-- Study material follows --
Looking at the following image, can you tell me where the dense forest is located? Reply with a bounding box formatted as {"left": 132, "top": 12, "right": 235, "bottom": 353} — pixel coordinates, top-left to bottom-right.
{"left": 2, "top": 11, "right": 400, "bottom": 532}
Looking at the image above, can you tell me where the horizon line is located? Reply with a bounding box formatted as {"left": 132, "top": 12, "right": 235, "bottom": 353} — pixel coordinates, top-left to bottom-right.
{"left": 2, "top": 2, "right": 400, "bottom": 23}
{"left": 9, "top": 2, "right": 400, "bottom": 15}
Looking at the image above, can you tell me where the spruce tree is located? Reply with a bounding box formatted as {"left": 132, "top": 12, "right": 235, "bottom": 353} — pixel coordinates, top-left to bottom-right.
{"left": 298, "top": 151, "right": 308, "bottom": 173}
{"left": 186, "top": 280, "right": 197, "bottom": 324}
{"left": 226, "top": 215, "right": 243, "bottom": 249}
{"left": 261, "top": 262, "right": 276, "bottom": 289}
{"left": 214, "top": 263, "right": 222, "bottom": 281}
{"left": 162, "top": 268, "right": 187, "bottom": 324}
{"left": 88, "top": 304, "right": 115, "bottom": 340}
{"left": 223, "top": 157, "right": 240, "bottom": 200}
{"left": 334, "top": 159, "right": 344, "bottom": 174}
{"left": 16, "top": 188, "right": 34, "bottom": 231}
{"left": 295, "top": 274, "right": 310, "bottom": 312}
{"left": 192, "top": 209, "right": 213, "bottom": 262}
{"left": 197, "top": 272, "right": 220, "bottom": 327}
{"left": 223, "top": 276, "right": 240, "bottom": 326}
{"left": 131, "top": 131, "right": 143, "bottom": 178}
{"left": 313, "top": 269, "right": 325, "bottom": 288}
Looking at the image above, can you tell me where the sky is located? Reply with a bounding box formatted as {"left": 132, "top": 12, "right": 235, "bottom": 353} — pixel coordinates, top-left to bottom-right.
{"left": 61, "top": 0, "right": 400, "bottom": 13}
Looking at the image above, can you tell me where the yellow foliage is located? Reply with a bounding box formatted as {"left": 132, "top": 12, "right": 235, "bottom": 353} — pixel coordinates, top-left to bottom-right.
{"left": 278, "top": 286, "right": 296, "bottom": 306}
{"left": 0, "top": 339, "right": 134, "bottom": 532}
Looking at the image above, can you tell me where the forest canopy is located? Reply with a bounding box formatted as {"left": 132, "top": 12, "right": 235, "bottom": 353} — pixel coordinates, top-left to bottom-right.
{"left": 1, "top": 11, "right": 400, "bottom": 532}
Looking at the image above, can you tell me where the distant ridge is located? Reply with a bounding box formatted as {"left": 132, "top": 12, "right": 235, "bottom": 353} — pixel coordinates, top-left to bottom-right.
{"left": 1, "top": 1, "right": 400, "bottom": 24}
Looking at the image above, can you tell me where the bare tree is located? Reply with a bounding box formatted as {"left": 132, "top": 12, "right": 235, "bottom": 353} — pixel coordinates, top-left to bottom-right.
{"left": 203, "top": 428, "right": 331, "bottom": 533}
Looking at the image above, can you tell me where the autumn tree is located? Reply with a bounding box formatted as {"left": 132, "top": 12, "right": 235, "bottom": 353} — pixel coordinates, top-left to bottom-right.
-- Study material concluded --
**Exercise directions**: Please give the records again exactly as they are.

**The completed task**:
Looking at the following image, can you tell me where the dense forest is located? Reply with a bounding box formatted as {"left": 132, "top": 12, "right": 235, "bottom": 353} — pixel coordinates, top-left to bottom-right.
{"left": 2, "top": 11, "right": 400, "bottom": 532}
Looking at the image above, can you tell me where the horizon line is located? Reply with a bounding box formatted as {"left": 132, "top": 12, "right": 235, "bottom": 353} — pixel coordinates, top-left to bottom-right.
{"left": 2, "top": 2, "right": 400, "bottom": 23}
{"left": 9, "top": 2, "right": 400, "bottom": 15}
Looking at the image above, can you tell me where the spruce tree is located? Reply with a bounding box formatted as {"left": 132, "top": 12, "right": 235, "bottom": 353} — pixel coordinates, top-left to bottom-right.
{"left": 298, "top": 151, "right": 308, "bottom": 173}
{"left": 186, "top": 280, "right": 197, "bottom": 324}
{"left": 226, "top": 215, "right": 243, "bottom": 249}
{"left": 261, "top": 262, "right": 276, "bottom": 289}
{"left": 214, "top": 263, "right": 222, "bottom": 281}
{"left": 162, "top": 268, "right": 187, "bottom": 324}
{"left": 88, "top": 304, "right": 115, "bottom": 340}
{"left": 223, "top": 157, "right": 240, "bottom": 200}
{"left": 334, "top": 159, "right": 344, "bottom": 174}
{"left": 16, "top": 188, "right": 34, "bottom": 231}
{"left": 295, "top": 274, "right": 310, "bottom": 312}
{"left": 192, "top": 209, "right": 213, "bottom": 262}
{"left": 197, "top": 272, "right": 220, "bottom": 327}
{"left": 223, "top": 276, "right": 240, "bottom": 326}
{"left": 131, "top": 131, "right": 143, "bottom": 178}
{"left": 313, "top": 269, "right": 325, "bottom": 288}
Looking at the image above, can you tell me where the sky is located? Reply with a bounding box formatted as {"left": 132, "top": 12, "right": 235, "bottom": 353} — pixel coordinates, top-left to bottom-right.
{"left": 61, "top": 0, "right": 400, "bottom": 13}
Looking at the image above, can you tell me where the yellow foliage is located? Reply with a bounding box formatted as {"left": 132, "top": 12, "right": 235, "bottom": 353} — pixel coordinates, top-left to bottom-right.
{"left": 278, "top": 286, "right": 296, "bottom": 306}
{"left": 0, "top": 339, "right": 134, "bottom": 532}
Looking at the image above, can you tell me where the forest canopy is located? Reply with a bounding box formatted as {"left": 132, "top": 12, "right": 235, "bottom": 353} — pixel coordinates, top-left to bottom-right.
{"left": 1, "top": 11, "right": 400, "bottom": 532}
Looking at the image above, can you tell me where the distant ridge is located? Reply with a bounding box formatted as {"left": 132, "top": 12, "right": 235, "bottom": 353} — pixel coordinates, top-left to bottom-right.
{"left": 1, "top": 1, "right": 400, "bottom": 24}
Looking at the image above, can you tell me where the bare tree is located? Reply with a bounding box formatted as {"left": 132, "top": 12, "right": 235, "bottom": 353} — pixel coordinates, top-left to bottom-right.
{"left": 203, "top": 428, "right": 331, "bottom": 533}
Looking at the image above, can you tell me where the autumn tree is located? Reply with a bounding box formatted as {"left": 132, "top": 12, "right": 235, "bottom": 353} — pixel coordinates, top-left to bottom-right.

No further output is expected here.